··· Source excerpt ···

Use the restroom before you start reading... So funny, I could hardly breathe, due to laughing so hard.


1 out of 5 stars Such an awful book!   October 19, 2008
 2 out of 5 found this review helpful

The WORST book I have ever read, without exception. What a slog. It was like being tortured. The only reason I continued to read to the end is because I was completely incredulous that the book could actually get continually worse (& it did, OH how it did).

I stand in awe that Jen Lancaster could actually have gotten published. I have lost faith in American publishing if this manure could be published by any respectable publishing house.

I usually don't buy books, but I'd been recommended this one on amazon (curse them!) & later saw it on the bookshelf at Barnes & Noble & snagged it on impulse. Oh my goodness! I gave this woman my money! I am sick to my stomach.

··· Records for the exercise ···

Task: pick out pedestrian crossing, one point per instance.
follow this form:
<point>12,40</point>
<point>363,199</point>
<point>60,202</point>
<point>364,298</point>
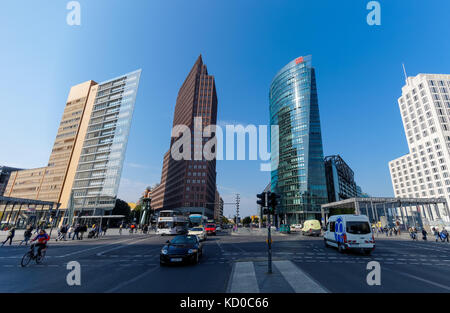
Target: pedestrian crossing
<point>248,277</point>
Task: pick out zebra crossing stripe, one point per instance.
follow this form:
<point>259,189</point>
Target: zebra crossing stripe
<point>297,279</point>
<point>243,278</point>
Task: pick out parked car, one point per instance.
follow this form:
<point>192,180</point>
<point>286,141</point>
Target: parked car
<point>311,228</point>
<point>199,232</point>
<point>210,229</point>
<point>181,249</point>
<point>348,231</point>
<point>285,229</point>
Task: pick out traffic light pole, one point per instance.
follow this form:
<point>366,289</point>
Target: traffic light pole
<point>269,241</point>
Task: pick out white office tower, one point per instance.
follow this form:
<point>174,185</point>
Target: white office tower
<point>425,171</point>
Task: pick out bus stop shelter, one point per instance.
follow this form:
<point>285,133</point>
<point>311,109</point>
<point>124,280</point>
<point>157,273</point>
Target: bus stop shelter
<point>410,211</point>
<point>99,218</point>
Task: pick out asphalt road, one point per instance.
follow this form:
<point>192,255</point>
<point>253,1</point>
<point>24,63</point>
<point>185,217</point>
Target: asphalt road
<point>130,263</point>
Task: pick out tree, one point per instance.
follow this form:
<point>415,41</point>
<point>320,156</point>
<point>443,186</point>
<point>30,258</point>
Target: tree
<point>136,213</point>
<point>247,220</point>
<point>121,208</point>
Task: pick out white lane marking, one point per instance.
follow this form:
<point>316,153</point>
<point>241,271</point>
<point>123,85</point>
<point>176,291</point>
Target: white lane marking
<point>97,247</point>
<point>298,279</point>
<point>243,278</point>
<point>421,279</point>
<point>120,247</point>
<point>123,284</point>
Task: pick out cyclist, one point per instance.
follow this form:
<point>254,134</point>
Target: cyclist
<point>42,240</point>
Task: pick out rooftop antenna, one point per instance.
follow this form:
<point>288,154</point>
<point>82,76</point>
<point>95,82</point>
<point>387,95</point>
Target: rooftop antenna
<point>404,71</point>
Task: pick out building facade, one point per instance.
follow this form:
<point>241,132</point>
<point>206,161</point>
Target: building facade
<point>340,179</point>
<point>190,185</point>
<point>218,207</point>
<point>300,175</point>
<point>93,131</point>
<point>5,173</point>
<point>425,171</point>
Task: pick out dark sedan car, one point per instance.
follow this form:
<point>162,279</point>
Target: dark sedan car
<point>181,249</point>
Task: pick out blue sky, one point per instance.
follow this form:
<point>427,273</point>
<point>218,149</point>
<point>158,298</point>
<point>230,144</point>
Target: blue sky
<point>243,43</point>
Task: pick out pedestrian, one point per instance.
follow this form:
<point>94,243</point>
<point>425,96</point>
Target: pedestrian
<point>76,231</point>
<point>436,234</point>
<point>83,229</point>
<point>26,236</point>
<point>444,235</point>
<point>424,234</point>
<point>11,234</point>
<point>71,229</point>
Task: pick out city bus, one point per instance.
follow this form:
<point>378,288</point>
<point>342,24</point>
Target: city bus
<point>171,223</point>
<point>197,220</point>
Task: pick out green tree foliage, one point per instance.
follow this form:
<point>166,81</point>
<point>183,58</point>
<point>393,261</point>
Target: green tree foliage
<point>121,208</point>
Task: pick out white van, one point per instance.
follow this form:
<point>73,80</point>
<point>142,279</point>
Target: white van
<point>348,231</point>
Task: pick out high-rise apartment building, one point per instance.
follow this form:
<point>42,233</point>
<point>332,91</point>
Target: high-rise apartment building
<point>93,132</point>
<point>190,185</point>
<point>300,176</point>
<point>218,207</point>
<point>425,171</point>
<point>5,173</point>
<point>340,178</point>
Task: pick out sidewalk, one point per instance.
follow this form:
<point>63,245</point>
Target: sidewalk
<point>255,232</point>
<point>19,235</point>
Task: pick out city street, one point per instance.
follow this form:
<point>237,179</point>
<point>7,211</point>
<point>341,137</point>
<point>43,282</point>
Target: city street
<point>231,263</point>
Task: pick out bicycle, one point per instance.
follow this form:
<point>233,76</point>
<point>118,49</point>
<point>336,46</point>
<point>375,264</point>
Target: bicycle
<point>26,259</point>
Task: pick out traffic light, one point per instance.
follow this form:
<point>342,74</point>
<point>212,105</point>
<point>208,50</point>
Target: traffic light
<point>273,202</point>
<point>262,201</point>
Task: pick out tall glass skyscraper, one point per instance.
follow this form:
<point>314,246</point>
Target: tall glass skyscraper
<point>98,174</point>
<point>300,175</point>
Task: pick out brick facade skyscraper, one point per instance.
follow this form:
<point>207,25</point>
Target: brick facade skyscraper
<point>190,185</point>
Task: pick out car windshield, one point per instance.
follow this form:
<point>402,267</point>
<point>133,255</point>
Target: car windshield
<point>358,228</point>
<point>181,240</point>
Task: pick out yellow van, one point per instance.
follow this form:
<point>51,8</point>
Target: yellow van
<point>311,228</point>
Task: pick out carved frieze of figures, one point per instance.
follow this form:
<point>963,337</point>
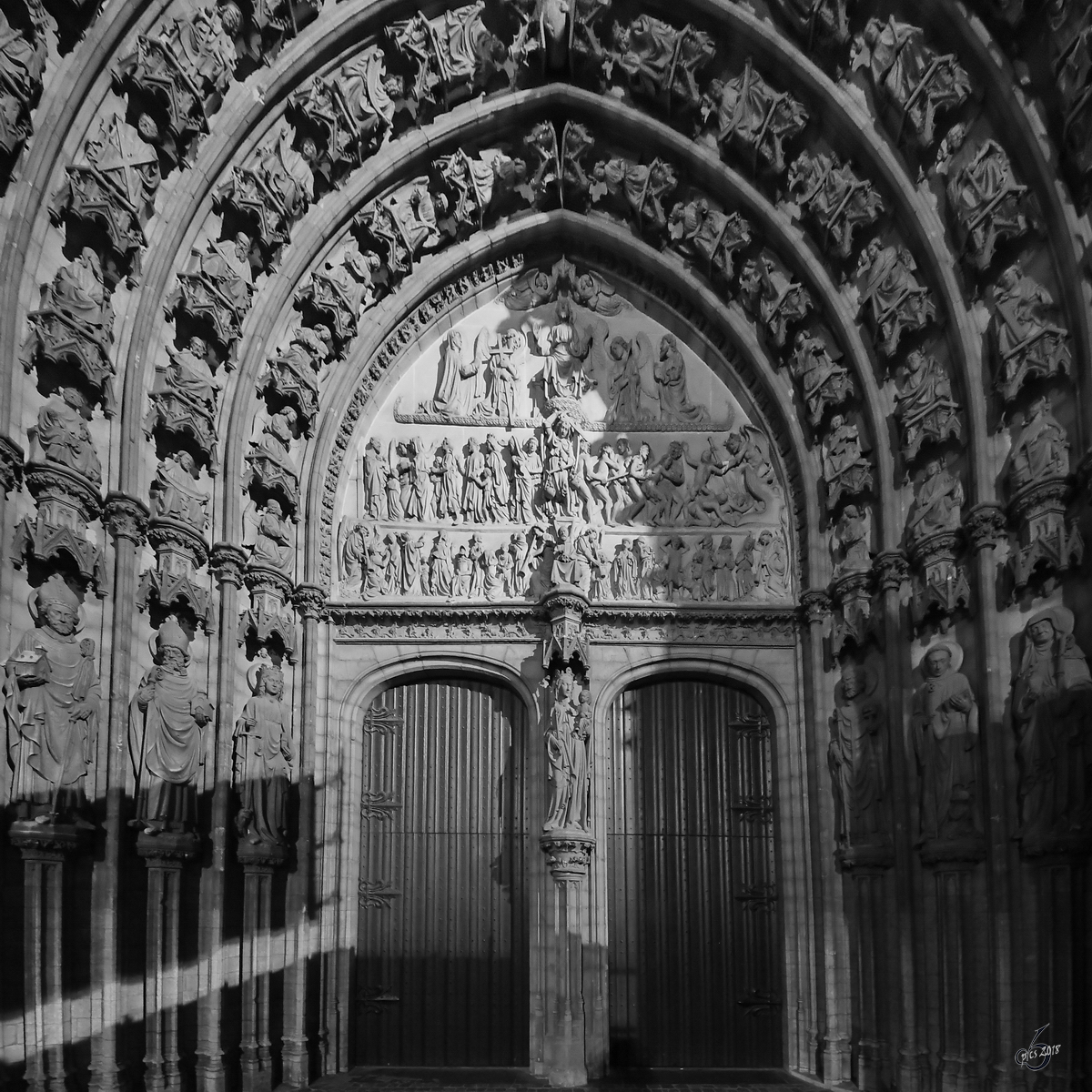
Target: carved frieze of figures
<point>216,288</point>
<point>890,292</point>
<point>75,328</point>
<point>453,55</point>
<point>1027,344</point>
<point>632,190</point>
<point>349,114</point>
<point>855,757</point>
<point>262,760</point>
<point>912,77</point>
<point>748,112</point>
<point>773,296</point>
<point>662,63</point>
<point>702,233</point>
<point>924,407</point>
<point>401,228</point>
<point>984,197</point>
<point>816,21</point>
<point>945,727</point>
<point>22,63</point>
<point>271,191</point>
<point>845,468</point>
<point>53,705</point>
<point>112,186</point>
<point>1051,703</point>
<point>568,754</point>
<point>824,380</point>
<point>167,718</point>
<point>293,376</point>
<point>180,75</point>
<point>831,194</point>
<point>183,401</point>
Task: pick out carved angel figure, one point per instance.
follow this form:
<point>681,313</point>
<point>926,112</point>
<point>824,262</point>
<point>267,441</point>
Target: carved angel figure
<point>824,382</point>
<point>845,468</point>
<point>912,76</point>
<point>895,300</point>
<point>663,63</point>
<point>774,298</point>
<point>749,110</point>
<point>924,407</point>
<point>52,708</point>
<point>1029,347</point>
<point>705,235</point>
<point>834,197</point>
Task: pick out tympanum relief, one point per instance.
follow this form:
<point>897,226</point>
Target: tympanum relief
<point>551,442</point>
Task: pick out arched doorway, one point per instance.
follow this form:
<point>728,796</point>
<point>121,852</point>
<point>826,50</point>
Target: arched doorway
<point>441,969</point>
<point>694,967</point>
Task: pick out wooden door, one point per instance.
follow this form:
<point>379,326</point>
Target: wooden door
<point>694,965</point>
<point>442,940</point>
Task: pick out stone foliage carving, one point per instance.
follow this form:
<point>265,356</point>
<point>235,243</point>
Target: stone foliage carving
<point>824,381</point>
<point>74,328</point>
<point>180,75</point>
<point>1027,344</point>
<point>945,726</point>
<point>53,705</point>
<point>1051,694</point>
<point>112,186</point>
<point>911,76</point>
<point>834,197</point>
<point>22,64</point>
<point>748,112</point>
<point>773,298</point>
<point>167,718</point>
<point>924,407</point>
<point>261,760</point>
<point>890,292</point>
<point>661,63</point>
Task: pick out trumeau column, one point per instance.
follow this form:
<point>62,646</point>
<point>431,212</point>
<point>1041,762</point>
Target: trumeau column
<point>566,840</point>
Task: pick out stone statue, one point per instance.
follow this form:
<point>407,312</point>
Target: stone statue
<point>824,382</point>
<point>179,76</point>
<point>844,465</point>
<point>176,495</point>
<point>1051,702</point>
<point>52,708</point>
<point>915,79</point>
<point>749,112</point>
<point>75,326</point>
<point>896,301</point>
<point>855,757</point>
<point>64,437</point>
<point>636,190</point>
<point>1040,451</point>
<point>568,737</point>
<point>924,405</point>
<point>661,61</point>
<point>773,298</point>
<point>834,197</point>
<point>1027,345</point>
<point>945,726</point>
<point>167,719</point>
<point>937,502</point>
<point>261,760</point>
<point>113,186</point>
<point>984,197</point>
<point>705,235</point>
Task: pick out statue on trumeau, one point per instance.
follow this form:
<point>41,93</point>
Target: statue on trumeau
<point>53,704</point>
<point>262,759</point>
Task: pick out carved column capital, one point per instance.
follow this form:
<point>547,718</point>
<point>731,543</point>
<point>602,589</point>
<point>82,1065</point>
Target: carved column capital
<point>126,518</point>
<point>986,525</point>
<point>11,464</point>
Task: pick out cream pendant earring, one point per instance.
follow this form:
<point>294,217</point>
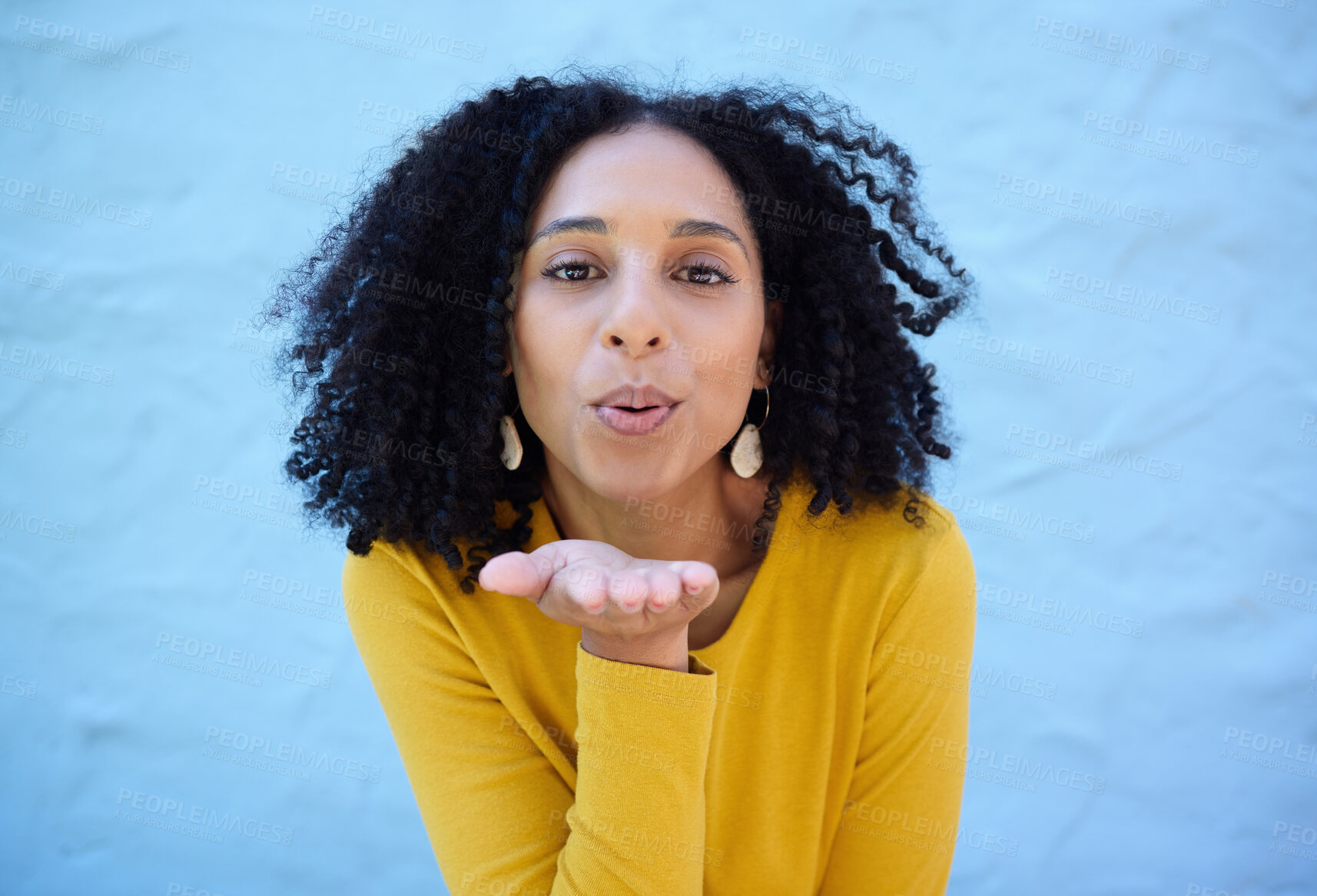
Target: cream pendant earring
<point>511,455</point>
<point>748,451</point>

···

> _The tasks_
1. Reproduce the whole book review word for word.
2. Write out the lines of the records that start with the line containing "Task: pick out carved frieze" and go on through the line containing "<point>551,442</point>". Leave the pictures out.
The book review and the records have no connection to each other.

> _Solutions to the tasks_
1.
Use the restroom before you start reading... So funny, I could hardly breathe, due to laughing so hard.


1 out of 5 stars Such an awful book!   October 19, 2008
 2 out of 5 found this review helpful

The WORST book I have ever read, without exception. What a slog. It was like being tortured. The only reason I continued to read to the end is because I was completely incredulous that the book could actually get continually worse (& it did, OH how it did).

I stand in awe that Jen Lancaster could actually have gotten published. I have lost faith in American publishing if this manure could be published by any respectable publishing house.

I usually don't buy books, but I'd been recommended this one on amazon (curse them!) & later saw it on the bookshelf at Barnes & Noble & snagged it on impulse. Oh my goodness! I gave this woman my money! I am sick to my stomach.

2.
Task: pick out carved frieze of figures, one point per instance.
follow this form:
<point>963,337</point>
Target: carved frieze of figures
<point>216,288</point>
<point>890,292</point>
<point>75,328</point>
<point>453,55</point>
<point>1027,344</point>
<point>632,190</point>
<point>349,114</point>
<point>855,757</point>
<point>262,760</point>
<point>912,77</point>
<point>748,112</point>
<point>773,296</point>
<point>662,63</point>
<point>702,233</point>
<point>924,407</point>
<point>401,228</point>
<point>984,197</point>
<point>816,21</point>
<point>945,727</point>
<point>22,63</point>
<point>271,191</point>
<point>845,468</point>
<point>53,705</point>
<point>112,186</point>
<point>1051,703</point>
<point>568,754</point>
<point>824,380</point>
<point>167,718</point>
<point>293,376</point>
<point>180,75</point>
<point>831,194</point>
<point>183,401</point>
Task: pick out carved angel figure, one point per instance.
follow this form:
<point>681,313</point>
<point>926,112</point>
<point>824,262</point>
<point>267,441</point>
Target: carved angel figure
<point>824,382</point>
<point>845,468</point>
<point>912,76</point>
<point>895,300</point>
<point>663,63</point>
<point>774,298</point>
<point>749,110</point>
<point>924,407</point>
<point>52,708</point>
<point>1029,347</point>
<point>705,235</point>
<point>834,197</point>
Task: pick out tympanum relief, one point per instance.
follow this form:
<point>897,226</point>
Target: tympanum relief
<point>551,442</point>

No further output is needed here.